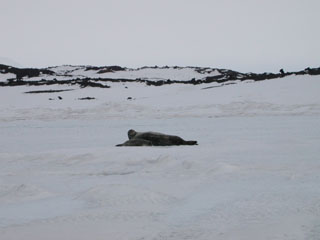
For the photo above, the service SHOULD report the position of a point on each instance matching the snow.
(254, 174)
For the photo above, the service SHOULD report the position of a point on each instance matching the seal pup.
(159, 139)
(135, 142)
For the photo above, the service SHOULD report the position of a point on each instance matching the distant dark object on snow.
(281, 71)
(87, 98)
(135, 143)
(155, 138)
(49, 91)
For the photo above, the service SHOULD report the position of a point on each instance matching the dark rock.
(86, 98)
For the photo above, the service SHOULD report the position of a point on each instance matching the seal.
(159, 139)
(135, 142)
====
* [Work task]: Only this range is to be output: the line that contains "matching the seal." through the last line of the records above, both inclusive.

* [Task output]:
For the photo above, the service SHOULD report the position of a point on each instance matching the seal.
(159, 139)
(135, 142)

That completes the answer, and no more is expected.